▸ **Actividad**: Transcriba sin cambios el fragmento del texto sobre el coronavirus que comienza con "La histeria en" y continúa hasta "lugar de partida.".

El miedo a volar es uno de los más efectivos, pero con la contraindicación de que se disipaba de inmediato en cuanto el pasajero abandonaba el avión. En la terminal de llegadas, el tembloroso alfeñique en su asiento se transformaba en Marco Polo. Gracias al coronavirus, el recelo se prolongará durante semanas. Por primera vez, el manido miedo a volar no se debe al pánico a morir dentro sino fuera del avión, cuando el trayecto ya es solo un recuerdo. Habrá que modificar los sobados mensajes de los gurús de cursillos para perder el miedo a volar, en la línea de “es más probable contraer el coronavirus durante el vuelo a que el aparato se estrelle, en la proporción de mil a uno”.

A falta de decidir si el coronavirus acabará con la civilización, en línea con la evidencia biológica de que toda saturación poblacional acaba engullida por sus residuos crecientes, queda claro que la epidemia ha exterminado el aburrimiento de las rutinas cotidianas. Cada ser humano ha reemprendido la lucha por la supervivencia, en términos del hombre prehistórico atenazado por calamidades que era incapaz de prefigurar. Claro que esta grandilocuencia del burgués que se confina a domicilio con pantuflas se debilita ante la propaganda de salvar la vida lavándose las manos, equivalente a la ingenuidad de quienes creen interceptar el cambio climático clasificando las basuras. ¿Una empresa apocalíptica, o las tretas de una excursión de boy scouts?

La histeria en torno al coronavirus no se produce pese a que infecta a pocos individuos, sino precisamente porque puede contagiarlos a todos. Ha devaluado el concepto de refugio, las técnicas pedestres encaminadas a soslayarlo confirman que no hay escapatoria. Muestra una selectividad escasa, facilitada por la gran cantidad de materia prima a su alcance. Cada víctima lo conducirá inevitablemente a nuevas presas, no tanto por la sed de conocimientos como por las exigencias económicas. La transmisión aérea del microorganismo es el mejor símbolo de la enfermedad global, de nuevo el avión como emblema de la urgencia por circunnavegar el planeta con destino al lugar de partida.

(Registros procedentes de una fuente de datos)
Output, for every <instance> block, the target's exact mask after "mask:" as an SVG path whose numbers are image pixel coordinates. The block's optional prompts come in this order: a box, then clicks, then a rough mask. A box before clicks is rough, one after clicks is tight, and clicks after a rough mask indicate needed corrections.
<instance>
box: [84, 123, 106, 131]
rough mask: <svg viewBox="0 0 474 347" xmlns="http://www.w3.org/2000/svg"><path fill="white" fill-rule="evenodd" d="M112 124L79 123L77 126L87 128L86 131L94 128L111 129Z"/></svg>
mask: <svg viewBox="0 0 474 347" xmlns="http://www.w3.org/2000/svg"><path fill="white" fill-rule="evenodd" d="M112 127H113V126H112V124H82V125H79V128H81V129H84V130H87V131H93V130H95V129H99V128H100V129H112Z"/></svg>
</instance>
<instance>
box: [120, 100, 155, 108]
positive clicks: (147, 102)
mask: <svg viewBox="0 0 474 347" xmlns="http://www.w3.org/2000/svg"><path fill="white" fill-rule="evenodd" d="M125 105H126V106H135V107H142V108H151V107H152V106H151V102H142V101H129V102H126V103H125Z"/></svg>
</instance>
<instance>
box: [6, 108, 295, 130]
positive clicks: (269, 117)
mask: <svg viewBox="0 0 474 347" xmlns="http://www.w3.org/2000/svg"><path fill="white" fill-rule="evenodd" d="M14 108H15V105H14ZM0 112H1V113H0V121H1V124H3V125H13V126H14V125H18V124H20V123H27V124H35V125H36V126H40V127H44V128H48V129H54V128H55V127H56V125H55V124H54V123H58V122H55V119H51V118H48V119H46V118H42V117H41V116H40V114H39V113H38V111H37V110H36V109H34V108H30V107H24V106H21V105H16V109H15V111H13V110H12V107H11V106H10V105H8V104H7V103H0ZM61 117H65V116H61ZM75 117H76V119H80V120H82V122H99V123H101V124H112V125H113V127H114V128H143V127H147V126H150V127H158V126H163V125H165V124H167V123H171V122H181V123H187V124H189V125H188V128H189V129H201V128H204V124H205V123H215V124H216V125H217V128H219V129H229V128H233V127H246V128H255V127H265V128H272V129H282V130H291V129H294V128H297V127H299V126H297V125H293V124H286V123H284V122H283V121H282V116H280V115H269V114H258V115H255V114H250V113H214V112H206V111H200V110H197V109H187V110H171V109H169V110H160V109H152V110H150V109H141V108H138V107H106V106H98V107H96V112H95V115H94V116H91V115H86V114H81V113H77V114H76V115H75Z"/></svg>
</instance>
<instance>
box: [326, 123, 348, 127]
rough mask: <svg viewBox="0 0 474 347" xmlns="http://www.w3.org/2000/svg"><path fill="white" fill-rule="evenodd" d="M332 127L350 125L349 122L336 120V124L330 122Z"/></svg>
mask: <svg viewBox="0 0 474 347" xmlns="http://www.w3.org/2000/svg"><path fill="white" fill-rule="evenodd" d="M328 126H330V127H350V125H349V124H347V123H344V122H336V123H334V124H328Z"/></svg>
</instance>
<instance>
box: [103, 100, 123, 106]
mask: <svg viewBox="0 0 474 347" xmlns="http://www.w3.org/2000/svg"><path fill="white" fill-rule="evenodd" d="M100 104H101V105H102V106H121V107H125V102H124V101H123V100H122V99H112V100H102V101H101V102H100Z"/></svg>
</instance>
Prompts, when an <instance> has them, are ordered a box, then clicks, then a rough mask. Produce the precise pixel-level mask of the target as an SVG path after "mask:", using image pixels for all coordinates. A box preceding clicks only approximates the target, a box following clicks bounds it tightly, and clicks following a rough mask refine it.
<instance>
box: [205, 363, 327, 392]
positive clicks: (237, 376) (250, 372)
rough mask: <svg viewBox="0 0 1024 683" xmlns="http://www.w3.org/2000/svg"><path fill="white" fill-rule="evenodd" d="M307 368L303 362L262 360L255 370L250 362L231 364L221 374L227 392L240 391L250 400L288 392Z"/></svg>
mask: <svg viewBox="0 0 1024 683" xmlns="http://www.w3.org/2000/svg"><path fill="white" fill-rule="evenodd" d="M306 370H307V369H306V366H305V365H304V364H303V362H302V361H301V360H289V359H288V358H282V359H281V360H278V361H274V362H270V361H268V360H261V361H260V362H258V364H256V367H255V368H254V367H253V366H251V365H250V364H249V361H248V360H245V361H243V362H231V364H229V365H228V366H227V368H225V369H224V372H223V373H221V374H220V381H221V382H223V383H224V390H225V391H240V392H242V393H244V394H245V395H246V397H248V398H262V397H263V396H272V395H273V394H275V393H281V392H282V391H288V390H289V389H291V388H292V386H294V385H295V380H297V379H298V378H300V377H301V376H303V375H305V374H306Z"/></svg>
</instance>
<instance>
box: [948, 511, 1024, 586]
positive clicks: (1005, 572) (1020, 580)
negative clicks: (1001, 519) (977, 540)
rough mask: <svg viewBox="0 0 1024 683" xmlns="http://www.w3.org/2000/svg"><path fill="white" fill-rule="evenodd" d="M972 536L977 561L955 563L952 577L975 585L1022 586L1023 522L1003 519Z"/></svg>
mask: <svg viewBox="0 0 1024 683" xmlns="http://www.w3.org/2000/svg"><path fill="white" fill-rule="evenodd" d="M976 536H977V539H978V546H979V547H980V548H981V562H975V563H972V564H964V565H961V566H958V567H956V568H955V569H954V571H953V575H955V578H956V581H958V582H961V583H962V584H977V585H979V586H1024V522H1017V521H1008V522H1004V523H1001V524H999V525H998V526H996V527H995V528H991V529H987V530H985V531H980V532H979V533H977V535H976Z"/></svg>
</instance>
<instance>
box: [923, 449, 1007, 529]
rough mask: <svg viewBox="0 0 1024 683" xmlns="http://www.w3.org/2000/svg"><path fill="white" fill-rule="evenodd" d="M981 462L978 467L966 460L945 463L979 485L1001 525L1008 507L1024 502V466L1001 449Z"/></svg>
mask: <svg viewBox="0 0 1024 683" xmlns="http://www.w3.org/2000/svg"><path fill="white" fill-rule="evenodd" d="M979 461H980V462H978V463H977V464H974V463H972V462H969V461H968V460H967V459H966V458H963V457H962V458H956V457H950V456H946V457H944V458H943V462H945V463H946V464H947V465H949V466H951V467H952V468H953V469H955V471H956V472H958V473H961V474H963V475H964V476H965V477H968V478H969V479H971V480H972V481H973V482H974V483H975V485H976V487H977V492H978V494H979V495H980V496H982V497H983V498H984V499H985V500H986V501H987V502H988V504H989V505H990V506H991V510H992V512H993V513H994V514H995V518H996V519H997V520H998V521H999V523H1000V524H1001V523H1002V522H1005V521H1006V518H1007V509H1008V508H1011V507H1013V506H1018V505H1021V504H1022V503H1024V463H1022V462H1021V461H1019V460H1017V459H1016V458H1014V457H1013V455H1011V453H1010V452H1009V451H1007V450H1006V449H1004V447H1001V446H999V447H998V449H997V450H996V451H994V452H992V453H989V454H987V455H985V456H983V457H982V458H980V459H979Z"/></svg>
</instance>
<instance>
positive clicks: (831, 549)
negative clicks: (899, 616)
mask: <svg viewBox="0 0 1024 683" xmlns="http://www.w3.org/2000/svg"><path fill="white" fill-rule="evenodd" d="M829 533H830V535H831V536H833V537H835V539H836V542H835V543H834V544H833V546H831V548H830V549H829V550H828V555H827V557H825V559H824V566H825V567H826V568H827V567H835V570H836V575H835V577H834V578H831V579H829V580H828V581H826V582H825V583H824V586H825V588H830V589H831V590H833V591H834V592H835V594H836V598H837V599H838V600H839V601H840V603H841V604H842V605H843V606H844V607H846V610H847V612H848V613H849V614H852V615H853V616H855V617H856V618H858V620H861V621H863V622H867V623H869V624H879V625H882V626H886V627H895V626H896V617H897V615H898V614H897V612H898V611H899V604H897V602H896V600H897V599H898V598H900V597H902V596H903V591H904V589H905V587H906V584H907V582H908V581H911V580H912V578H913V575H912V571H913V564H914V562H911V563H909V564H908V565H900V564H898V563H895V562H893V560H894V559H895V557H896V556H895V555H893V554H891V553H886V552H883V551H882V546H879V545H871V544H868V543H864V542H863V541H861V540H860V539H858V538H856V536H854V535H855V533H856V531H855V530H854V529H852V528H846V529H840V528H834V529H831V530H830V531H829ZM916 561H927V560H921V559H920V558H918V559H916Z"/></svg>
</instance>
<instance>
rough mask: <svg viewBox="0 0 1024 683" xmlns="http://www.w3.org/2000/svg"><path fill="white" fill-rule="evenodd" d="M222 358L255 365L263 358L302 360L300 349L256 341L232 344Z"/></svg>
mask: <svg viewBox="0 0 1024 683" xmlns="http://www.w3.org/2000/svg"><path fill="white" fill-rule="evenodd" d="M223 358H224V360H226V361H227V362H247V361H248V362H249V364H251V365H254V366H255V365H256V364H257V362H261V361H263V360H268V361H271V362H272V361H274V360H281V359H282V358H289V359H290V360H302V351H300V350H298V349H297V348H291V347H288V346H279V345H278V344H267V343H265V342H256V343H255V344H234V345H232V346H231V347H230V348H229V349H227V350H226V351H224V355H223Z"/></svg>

▸ **Respuesta a la actividad**:
La histeria en torno al coronavirus no se produce pese a que infecta a pocos individuos, sino precisamente porque puede contagiarlos a todos. Ha devaluado el concepto de refugio, las técnicas pedestres encaminadas a soslayarlo confirman que no hay escapatoria. Muestra una selectividad escasa, facilitada por la gran cantidad de materia prima a su alcance. Cada víctima lo conducirá inevitablemente a nuevas presas, no tanto por la sed de conocimientos como por las exigencias económicas. La transmisión aérea del microorganismo es el mejor símbolo de la enfermedad global, de nuevo el avión como emblema de la urgencia por circunnavegar el planeta con destino al lugar de partida.